_PAGE EXCERPT_.
Insurance Business Transfer Plan Requirements

 

C.S.H.B. 4498 requires an insurance business transfer plan submitted for commissioner approval to include the following information or an explanation of why the information is not included:

·         the name, address, and telephone number and the direct and indirect controlling persons, if any, of the transferring insurer and the assuming insurer;

·         a summary of the plan;

·         identification and description of the subject business;

·         the most recent audited financial statements and statutory annual and quarterly reports of the transferring insurer and assuming insurer filed with each insurer's domiciliary regulator;

·         the most recent actuarial report and opinion that quantify the liabilities associated with the subject business;

·         pro forma financial statements showing the projected statutory balance sheet, results of operations, and cash flows of the assuming insurer for the three years following the proposed transfer and novation;

·         officers' certificates of the transferring insurer and assuming insurer attesting that each has obtained all required internal approvals and authorizations regarding the plan and completed all necessary and appropriate actions relating to the plan;

·         a proposal for plan implementation and administration, including the form of notice to be provided under the plan to a policyholder whose policy is part of the subject business;

·         a full description of how such notice will be provided;

·         a description of any reinsurance arrangements that would pass to the assuming insurer under the plan;

·         a description of any guarantee or additional reinsurance that will cover the subject business following the transfer and novation;

·         a description of the assuming insurer's proposed investment policies and any contemplated third-party claims management and administration arrangements;

·         a description of how the transferring insurer and assuming insurer will be licensed for guaranty association coverage purposes;

·         evidence of approval of or non-objection to the transfer from the chief insurance regulator of the state of the transferring insurer's domicile; and

·         the independent expert's report.

The bill authorizes the commissioner to require a transfer plan to include additional information the commissioner considers necessary for the plan's review and approval.

 

Commissioner Review

 

C.S.H.B. 4498 requires the commissioner, not later than the 60th business day after the date of receipt of a complete insurance business transfer plan, to review the plan and determine whether the applicant is authorized to submit the plan to a court. The commissioner may extend the review period for an additional 30 business days. With respect to such review, the bill provides the following:

·         the commissioner must authorize the submission of the plan to the court unless the commissioner finds that the transfer would have a material adverse impact on the interests of policyholders, reinsurers, or claimants that are part of the subject business;

·         if the commissioner determines that the transfer would have such an impact, the commissioner must notify the applicant and specify any modifications, supplements, amendments, or additional information or documentation with respect to the plan that the applicant must provide to the commissioner before the commissioner will approve the plan's submission to a court; and

·         if the commissioner determines that the plan may be submitted to a court, the commissioner must provide that determination in writing to the applicant.

_GOAL OF THE EXERCISE_. Rewrite the passage on insurance business transfer plan requirements, starting at "The bill authorizes" and ending at "review and approval.", changing every "commissioner" to "superintendent".

_DATA SUPPLIED_.

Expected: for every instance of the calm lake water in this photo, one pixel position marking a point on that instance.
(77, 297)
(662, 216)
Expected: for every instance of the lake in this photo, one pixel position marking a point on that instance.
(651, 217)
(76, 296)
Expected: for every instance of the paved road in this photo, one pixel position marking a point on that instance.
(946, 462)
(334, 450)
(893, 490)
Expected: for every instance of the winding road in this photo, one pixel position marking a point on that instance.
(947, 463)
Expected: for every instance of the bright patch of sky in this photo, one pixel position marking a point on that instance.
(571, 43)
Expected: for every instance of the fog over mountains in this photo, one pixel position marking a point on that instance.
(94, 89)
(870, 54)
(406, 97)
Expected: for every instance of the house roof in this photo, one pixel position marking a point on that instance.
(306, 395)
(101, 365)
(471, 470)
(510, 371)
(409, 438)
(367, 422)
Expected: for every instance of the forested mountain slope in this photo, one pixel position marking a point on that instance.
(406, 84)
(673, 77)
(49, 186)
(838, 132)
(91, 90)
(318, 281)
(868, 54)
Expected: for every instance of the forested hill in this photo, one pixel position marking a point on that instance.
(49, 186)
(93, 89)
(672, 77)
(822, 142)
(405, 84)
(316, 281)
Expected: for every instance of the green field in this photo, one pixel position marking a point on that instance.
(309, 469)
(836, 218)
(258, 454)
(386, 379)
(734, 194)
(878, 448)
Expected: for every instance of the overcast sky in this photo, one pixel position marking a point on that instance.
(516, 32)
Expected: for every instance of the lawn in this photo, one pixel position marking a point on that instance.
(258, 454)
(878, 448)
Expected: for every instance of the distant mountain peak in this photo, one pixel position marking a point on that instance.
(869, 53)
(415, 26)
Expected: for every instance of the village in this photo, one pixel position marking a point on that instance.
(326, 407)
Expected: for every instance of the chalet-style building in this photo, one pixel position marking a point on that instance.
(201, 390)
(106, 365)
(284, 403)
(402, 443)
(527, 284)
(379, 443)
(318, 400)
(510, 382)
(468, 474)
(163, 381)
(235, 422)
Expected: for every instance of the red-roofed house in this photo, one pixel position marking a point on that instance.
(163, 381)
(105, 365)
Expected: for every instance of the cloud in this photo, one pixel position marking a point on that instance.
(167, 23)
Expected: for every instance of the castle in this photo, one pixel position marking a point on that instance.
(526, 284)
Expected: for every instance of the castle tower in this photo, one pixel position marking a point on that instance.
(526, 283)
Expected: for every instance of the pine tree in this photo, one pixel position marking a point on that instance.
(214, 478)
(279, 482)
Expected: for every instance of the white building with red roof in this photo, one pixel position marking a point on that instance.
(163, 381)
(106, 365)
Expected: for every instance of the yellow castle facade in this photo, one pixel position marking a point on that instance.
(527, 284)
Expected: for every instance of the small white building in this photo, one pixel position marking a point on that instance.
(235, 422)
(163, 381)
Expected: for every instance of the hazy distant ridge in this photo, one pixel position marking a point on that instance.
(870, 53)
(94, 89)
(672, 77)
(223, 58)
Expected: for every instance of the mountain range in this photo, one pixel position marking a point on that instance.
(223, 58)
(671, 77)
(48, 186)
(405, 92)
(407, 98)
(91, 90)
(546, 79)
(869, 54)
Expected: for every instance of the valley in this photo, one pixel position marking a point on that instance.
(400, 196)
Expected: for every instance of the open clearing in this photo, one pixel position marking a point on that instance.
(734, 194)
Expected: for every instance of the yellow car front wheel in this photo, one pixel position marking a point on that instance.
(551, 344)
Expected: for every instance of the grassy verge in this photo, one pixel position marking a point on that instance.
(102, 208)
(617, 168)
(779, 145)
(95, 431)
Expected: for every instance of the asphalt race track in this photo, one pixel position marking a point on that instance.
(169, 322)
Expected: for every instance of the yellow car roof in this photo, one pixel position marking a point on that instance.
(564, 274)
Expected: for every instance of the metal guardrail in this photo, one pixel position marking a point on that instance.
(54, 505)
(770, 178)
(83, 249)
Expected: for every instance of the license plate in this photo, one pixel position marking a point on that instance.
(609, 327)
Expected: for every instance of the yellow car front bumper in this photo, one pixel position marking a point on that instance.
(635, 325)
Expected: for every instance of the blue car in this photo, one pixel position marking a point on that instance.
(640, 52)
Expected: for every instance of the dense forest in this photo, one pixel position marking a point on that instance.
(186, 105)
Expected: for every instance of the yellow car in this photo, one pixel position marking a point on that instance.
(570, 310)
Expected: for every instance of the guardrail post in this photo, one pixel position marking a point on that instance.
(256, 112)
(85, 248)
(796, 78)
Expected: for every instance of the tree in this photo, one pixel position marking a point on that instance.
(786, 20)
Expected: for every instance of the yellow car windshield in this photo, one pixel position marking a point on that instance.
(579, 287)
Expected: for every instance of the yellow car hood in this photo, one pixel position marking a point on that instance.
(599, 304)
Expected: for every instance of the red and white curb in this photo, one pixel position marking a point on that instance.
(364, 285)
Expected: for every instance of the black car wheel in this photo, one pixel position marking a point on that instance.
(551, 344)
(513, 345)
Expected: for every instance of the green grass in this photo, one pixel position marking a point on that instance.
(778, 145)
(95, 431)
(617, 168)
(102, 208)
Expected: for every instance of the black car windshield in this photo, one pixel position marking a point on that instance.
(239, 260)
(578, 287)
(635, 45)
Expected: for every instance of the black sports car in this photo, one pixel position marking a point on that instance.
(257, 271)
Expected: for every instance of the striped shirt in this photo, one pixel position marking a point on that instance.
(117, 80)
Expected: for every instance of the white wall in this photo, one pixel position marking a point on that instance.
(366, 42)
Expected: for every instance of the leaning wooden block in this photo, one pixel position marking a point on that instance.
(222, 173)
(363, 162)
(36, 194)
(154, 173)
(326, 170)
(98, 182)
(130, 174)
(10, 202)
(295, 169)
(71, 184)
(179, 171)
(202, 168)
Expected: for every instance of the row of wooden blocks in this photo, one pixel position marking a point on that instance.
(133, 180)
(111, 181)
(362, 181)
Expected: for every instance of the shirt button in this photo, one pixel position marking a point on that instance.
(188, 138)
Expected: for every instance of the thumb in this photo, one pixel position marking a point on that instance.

_SOLVED EXERCISE_.
The bill authorizes the superintendent to require a transfer plan to include additional information the superintendent considers necessary for the plan's review and approval.